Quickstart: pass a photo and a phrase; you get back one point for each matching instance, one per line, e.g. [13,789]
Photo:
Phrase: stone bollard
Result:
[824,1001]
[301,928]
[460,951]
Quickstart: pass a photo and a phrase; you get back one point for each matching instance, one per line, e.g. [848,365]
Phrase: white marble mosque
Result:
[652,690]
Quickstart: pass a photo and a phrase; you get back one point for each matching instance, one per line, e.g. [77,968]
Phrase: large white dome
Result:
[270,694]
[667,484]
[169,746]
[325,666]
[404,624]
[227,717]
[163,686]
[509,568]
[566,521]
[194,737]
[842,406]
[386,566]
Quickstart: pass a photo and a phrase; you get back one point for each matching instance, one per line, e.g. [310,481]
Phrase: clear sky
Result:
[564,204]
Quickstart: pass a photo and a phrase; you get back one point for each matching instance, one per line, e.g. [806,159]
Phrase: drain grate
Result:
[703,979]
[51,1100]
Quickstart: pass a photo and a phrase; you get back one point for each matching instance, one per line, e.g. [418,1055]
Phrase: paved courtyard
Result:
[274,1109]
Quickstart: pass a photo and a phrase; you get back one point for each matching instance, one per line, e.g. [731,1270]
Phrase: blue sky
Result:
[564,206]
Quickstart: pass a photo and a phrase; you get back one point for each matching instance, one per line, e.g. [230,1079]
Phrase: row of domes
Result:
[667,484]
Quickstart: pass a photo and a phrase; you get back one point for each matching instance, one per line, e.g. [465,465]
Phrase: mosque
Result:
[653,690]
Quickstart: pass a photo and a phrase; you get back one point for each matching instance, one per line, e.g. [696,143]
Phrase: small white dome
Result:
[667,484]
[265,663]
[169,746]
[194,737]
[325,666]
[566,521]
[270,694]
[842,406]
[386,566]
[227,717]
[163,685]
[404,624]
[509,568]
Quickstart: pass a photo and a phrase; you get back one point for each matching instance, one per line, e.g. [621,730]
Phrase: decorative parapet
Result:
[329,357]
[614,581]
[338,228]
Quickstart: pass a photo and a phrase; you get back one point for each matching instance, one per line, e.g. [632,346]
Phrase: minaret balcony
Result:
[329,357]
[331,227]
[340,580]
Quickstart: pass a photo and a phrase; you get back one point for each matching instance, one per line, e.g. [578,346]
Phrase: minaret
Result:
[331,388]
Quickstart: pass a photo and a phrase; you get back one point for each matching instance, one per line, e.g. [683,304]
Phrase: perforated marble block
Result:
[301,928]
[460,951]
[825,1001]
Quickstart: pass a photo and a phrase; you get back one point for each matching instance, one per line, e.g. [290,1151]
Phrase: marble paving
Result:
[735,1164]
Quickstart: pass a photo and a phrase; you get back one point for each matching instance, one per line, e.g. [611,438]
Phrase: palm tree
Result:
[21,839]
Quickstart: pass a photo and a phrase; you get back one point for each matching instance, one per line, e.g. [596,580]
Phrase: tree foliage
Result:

TASK TO CARRY OUT:
Could you retype all of the entries, leaving every character unchanged?

ANSWER SPACE:
Quickstart: pass a photo and a phrase; you get back one point for each matching instance, one per line, e.g. [13,789]
Photo:
Phrase: stone bollard
Result:
[824,1001]
[301,928]
[460,951]
Quickstart: pass a photo and a phrase; you get back one point for each matching instance, one per line, e.g. [848,365]
Phrase: white marble mosque
Result:
[652,690]
Quickstart: pass a photo and a phrase; you get back one point for each matching instance, one per line, e.g. [77,968]
Phrase: large white dome
Result:
[270,694]
[667,484]
[169,746]
[325,666]
[404,624]
[227,717]
[163,686]
[509,568]
[566,521]
[194,737]
[842,406]
[386,566]
Quickstart: pass a photo and a phrase; you get back one point for each matching instance, one per line, e.g. [310,481]
Phrase: clear sky
Result:
[564,204]
Quickstart: pass a photo and a phrase; you get back one point for each matching instance, one per line, e.g. [806,159]
Phrase: drain grate
Result:
[703,979]
[51,1100]
Quickstart: pass a photo and a phrase; you get back one point for each matching instance, one per line, e.g. [418,1055]
Phrase: paved courtyard
Result:
[274,1109]
Quickstart: pass a photo and a phrase; you get back one point for each matching instance, one per line, e.g. [731,1270]
Phrase: blue sky
Result:
[564,206]
Quickstart: pass a photo and a phrase; you get back one point for each matching instance, one per line, e.g. [230,1079]
Phrase: row of domes
Result:
[667,484]
Quickstart: pass a photo and a phrase; you get back one point for each matching instance, one per line, e.g. [465,465]
Phrase: mosque
Result:
[653,690]
Quickstart: pass a photo and a phrase; you get back one point for each matching instance, one per line, e.g. [696,143]
Phrase: small white dome
Result:
[667,484]
[265,663]
[169,746]
[194,737]
[325,666]
[566,521]
[270,694]
[842,406]
[386,566]
[227,717]
[163,685]
[404,624]
[509,568]
Quickstart: pass a photo and a phrase; you get back one point for each matching instance, one per line, e.g. [621,730]
Phrase: decorative parapet
Result:
[329,357]
[614,581]
[338,228]
Quickstart: pass a photo and a phrase; you get back one point for each matching instance, one per line, e.g. [632,346]
Phrase: minaret balcony
Result:
[329,357]
[331,227]
[340,580]
Quickstart: pass a photo and a phrase; you get back one point for each matching instance, one per line, e.g. [578,346]
Phrase: minaret
Result:
[331,388]
Quickstart: pass a photo and a phrase; you get back one point for each matching instance, one per line, e.g. [683,304]
Phrase: perforated marble block
Result:
[301,928]
[460,951]
[825,1001]
Quickstart: pass a photo and a phrase; you get back one point for each matching instance, one per line, e.g. [290,1151]
Phrase: marble paving
Result:
[735,1164]
Quickstart: pass a photo and a phrase; you get back one point for each matching instance, one per line, e.g. [611,438]
Phrase: palm tree
Result:
[21,839]
Quickstart: pass a photo and a phrase; you get back one point for each matching instance, one per line, e.g. [596,580]
Phrase: tree foliage
Result:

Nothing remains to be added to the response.